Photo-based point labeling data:
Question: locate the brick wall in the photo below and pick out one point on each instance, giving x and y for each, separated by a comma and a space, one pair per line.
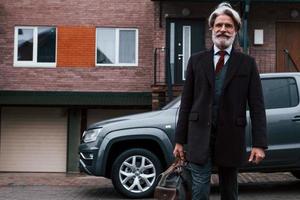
74, 73
262, 16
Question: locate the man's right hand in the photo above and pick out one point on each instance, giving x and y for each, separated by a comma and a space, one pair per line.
178, 151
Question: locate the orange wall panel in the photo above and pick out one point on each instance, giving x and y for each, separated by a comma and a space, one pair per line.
76, 46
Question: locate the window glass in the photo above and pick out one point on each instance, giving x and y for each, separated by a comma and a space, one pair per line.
25, 44
116, 46
280, 93
106, 44
46, 44
127, 46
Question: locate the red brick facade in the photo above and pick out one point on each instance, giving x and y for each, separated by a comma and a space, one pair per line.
78, 49
76, 22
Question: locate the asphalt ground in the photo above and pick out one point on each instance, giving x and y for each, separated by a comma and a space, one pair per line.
61, 186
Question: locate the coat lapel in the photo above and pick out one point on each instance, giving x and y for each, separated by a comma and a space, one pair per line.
233, 66
208, 67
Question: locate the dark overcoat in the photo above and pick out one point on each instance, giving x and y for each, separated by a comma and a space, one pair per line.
242, 85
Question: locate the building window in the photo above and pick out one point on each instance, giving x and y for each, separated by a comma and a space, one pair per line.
280, 93
35, 47
116, 47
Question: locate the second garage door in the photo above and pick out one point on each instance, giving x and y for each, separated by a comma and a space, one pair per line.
33, 139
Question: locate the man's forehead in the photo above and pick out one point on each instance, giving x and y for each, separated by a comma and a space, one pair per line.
224, 18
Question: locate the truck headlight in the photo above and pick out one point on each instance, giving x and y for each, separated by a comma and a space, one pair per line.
91, 135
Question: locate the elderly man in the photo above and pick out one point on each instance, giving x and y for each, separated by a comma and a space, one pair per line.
212, 118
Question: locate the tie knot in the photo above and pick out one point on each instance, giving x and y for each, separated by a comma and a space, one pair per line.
222, 53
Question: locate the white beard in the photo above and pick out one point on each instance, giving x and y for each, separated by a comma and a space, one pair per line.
222, 42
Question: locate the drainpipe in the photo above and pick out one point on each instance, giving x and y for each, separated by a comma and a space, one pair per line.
245, 25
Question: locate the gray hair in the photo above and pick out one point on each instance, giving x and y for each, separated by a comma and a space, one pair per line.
226, 9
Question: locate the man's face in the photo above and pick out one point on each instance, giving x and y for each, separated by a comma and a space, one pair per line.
223, 31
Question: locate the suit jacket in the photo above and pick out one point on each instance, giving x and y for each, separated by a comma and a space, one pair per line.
242, 85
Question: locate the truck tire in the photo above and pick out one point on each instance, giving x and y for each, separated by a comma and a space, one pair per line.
296, 174
135, 172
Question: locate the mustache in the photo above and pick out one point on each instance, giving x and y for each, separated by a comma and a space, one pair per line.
223, 35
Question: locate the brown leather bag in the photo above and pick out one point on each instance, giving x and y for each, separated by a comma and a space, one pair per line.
174, 183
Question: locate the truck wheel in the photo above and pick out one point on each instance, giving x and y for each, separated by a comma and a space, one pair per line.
135, 172
296, 174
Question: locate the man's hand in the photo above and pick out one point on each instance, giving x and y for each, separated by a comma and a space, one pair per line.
257, 155
178, 151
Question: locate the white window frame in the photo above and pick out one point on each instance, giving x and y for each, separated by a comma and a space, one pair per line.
34, 62
117, 34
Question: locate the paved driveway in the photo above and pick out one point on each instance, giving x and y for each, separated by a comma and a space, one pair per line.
46, 186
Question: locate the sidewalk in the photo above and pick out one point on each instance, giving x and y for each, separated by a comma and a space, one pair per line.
52, 179
77, 179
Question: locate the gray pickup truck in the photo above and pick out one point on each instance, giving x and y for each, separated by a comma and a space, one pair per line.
133, 150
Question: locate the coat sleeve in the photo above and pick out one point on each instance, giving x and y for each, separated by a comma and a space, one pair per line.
257, 109
186, 105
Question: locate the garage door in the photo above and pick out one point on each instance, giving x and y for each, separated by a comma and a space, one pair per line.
33, 139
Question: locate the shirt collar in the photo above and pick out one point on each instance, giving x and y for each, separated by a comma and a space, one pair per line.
228, 49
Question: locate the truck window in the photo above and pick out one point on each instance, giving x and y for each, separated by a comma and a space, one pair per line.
280, 92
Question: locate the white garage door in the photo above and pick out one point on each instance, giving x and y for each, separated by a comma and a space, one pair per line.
33, 139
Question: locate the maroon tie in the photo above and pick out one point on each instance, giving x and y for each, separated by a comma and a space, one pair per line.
220, 63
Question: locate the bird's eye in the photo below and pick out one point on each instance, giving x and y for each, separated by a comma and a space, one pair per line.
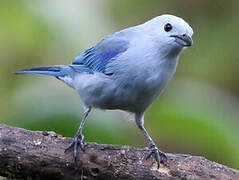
168, 27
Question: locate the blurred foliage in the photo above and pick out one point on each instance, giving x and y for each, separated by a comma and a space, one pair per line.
198, 112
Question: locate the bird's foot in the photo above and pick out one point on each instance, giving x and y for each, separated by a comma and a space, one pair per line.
159, 156
78, 140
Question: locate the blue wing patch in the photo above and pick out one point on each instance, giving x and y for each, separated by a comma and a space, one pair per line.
97, 57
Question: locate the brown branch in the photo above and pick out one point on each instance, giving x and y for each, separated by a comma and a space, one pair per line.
28, 154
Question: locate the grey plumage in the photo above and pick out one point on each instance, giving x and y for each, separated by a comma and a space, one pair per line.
127, 70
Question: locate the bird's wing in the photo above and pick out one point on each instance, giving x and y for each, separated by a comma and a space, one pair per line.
97, 57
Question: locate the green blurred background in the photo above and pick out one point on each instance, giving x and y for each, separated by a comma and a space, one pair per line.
197, 114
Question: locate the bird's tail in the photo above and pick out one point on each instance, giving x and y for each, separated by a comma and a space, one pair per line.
57, 71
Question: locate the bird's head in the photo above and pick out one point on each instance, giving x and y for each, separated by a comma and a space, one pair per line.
170, 32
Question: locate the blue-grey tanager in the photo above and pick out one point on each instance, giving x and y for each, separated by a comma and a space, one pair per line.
126, 70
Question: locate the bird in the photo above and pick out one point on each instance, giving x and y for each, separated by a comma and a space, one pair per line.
127, 71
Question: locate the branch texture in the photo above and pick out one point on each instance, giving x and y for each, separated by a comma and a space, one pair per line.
28, 154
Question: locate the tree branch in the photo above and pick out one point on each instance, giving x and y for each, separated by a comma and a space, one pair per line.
28, 154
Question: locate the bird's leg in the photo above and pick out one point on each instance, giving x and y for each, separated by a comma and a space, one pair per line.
159, 155
79, 138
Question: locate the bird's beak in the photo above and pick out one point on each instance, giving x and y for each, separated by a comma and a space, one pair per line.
183, 40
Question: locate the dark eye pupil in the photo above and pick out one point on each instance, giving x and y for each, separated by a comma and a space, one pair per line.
168, 27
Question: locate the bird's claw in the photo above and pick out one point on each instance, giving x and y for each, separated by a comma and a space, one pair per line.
78, 140
159, 156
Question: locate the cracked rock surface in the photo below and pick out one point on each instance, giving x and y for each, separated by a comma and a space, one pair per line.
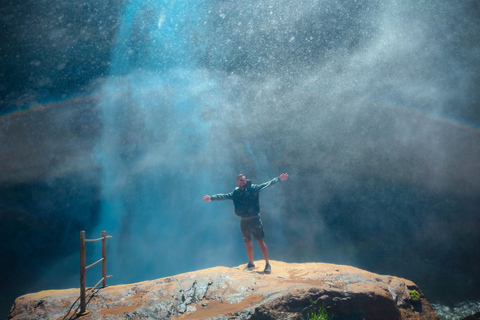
291, 291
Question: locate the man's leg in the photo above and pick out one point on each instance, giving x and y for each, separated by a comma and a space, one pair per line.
249, 247
263, 248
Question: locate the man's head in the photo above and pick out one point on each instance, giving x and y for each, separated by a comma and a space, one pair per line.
241, 181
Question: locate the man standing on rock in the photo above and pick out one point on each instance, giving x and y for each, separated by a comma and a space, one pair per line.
247, 206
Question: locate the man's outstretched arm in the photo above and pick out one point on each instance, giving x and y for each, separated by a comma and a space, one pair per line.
282, 177
226, 196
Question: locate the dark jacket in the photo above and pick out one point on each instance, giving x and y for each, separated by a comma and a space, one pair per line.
246, 201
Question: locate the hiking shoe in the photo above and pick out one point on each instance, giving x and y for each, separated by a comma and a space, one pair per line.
249, 266
268, 268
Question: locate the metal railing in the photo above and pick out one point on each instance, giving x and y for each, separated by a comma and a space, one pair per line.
83, 268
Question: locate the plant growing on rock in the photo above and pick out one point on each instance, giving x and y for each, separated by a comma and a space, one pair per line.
320, 314
414, 296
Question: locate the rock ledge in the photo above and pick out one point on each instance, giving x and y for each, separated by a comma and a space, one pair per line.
292, 291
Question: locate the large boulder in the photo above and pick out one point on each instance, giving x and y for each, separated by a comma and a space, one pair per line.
291, 291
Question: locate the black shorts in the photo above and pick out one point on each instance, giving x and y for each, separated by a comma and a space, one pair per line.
252, 225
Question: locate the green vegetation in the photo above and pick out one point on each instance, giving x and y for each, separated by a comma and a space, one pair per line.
320, 314
414, 295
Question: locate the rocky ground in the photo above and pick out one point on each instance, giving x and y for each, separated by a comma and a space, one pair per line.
291, 291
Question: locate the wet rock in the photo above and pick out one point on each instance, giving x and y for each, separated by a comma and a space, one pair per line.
292, 291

__EXERCISE AIM__
Restate the final lines of the listing above word for word, beginning at the line that contains "Question: locate the plant".

__EXERCISE RESULT__
Question: locate the plant growing on rock in the photo above and pick out one point on each instance, giving x and y for each, separated by a comma and a space, one pair per line.
320, 314
414, 296
Question: locate the rock ledge in the photo above and pick out one point on each instance, giving x and y for each, separated by a comma and a space, one pair per line.
292, 291
Question: locate the large boulder in the photo above and pick out one point on each instance, giving x and y for each, separated by a comma and a space, one pair per line.
291, 291
Question: locate the black shorts in the photo above and pick out one point on each instance, giving x and y for each, separated by a comma and a space, one pair per line.
252, 225
Question: locate the green vegetation in the photo above and pick out one point on each instance, giving x and y for each, separated by a comma and a space, one pair per line.
320, 314
414, 295
Question: locate the rocky ground in the photo above and pick out one point on each instance, giving x and y for each, separated by a comma and a space, one pair per line.
291, 291
Question: locate the wet rock in the photo above and pick out one point on each instance, giving x and y for each, separated by a comma and a space, one pair per line.
292, 291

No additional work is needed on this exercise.